## Text extract

#####

In person, during the day, in the informant’s apartment adjacent to USC’s campus in Los Angeles.

Thoughts on Piece: 

Although the informant was not too sure on the origins behind this practice, the informant still holds to it to this day.Although I could not find anything supporting the informant’s belief that a white sash is placed upon the heads of the deceased when being buried, which would have been in a sense homeopathic magic (magic of similarity), there are clear associations between white and death, and it comes to no surprise that the informant’s mother would choose to see a white headdress as symbolizing death. Upon further research, apparently white is typically symbolic of the dead in Chinese funeral rituals – it is common in practice to place a white banner over the door of a household to signify that a death has occurred.

Folk Beliefs

Splitting the Pair

The Main Piece
“I never gave another person shoes for any sort of present, then they’ll run away from you.” There is a common belief that by giving a person shoes it will later lead them to leave your life. Although this is simply a superstition, it has caused many people to second guess what kind of gift they want to give anyone who’s relationship they hold valuable. After all, it is a simple act to get the person another gift that could potentially save them from leaving your life.
Background Information
My informant is my roommate, Sarah Kwan, a current undergraduate student at USC. She had heard about this unspoken rule from her friends back in China. The word for pair in Chinese also means “the splitting of two,” this definition lead to the belief that if one was to give a person a “pair” of shoes, then it was as if they were splitting apart as well. She told me that at first she questioned this because people were technically giving the pair together, thereby not actually splitting the two, but as time went on she began to simply accept the superstition. “I didn’t want to chance anything, it wasn’t like the world was going to end if I never got my friends shoes. I could always get them something else.”
Context
My informant is Sarah Kwan, my roommate and personal friend. Sarah gave me this piece of advice as we were shopping for my friends present. I thought shoes would be a great idea to give my friend because this way he could use it every day. She was shocked to hear that I had never heard this superstition before and strongly recommended that I also not chance anything with my friends.
Personal Thoughts
I personally am not too superstitious, but I can understand why obeying such a simple task is accepted and performed. Friendship is highly valued, not monetarily, but on an emotional level so why would anyone want to put something like that at risk. I thought the shoe superstition sounded unnecessary at first, but I can see where it highlights values such as friendship.

#####

Coordinate annotation records
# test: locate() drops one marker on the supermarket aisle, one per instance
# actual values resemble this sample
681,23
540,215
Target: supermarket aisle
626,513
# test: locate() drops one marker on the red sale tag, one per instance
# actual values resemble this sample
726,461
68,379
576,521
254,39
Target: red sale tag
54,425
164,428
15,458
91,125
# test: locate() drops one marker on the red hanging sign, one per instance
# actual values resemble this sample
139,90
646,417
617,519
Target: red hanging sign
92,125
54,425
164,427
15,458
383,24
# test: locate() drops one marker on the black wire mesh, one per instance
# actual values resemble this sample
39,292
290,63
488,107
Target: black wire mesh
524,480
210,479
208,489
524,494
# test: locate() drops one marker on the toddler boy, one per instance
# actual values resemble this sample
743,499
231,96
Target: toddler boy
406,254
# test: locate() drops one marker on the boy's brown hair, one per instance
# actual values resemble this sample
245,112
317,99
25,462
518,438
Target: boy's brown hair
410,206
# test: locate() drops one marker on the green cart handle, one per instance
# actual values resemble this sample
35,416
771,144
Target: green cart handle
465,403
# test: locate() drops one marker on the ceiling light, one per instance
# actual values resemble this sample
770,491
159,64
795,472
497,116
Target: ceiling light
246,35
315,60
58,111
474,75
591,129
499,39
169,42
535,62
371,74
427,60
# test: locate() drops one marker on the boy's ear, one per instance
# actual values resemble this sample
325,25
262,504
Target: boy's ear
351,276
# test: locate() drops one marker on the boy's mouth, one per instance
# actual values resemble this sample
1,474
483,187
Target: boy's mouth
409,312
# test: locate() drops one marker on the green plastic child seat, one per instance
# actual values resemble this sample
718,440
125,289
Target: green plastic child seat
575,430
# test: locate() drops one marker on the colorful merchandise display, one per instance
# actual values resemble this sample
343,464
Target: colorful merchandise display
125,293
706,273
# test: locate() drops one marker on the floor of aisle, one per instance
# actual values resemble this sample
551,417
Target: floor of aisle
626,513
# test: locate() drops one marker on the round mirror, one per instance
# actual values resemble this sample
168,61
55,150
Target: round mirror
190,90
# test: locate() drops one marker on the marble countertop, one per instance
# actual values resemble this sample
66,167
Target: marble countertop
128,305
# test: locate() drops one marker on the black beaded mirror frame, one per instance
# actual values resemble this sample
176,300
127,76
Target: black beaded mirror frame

#####

## Prompt 1
Answer these questions about the folklore text:
(a) From whom did the informant first hear the rule about giving shoes?
(b) What is commonly placed over the door of a household to signify a death in Chinese funeral rituals?
(c) What were the writer and the informant shopping for when the informant gave the advice about shoes?
## Prompt 2
Reproduce the passage of the folklore text starting at "The Main Piece" and ending at "leaving your life.".
## Prompt 3
Decide whether each statement agrees with the folklore text:
(a) The informant is a current undergraduate student at USC.
(b) The writer found sources supporting the belief that a white sash is placed on the heads of the deceased.
(c) The writer describes themself as highly superstitious.

## Expected output 1
(a) From her friends back in China.
(b) A white banner.
(c) A present for the writer's friend.

## Expected output 2
The Main Piece
“I never gave another person shoes for any sort of present, then they’ll run away from you.” There is a common belief that by giving a person shoes it will later lead them to leave your life. Although this is simply a superstition, it has caused many people to second guess what kind of gift they want to give anyone who’s relationship they hold valuable. After all, it is a simple act to get the person another gift that could potentially save them from leaving your life.

## Expected output 3
(a) Yes: "a current undergraduate student at USC"
(b) No: "I could not find anything supporting the informant’s belief that a white sash is placed upon the heads of the deceased when being buried"
(c) No: "I personally am not too superstitious"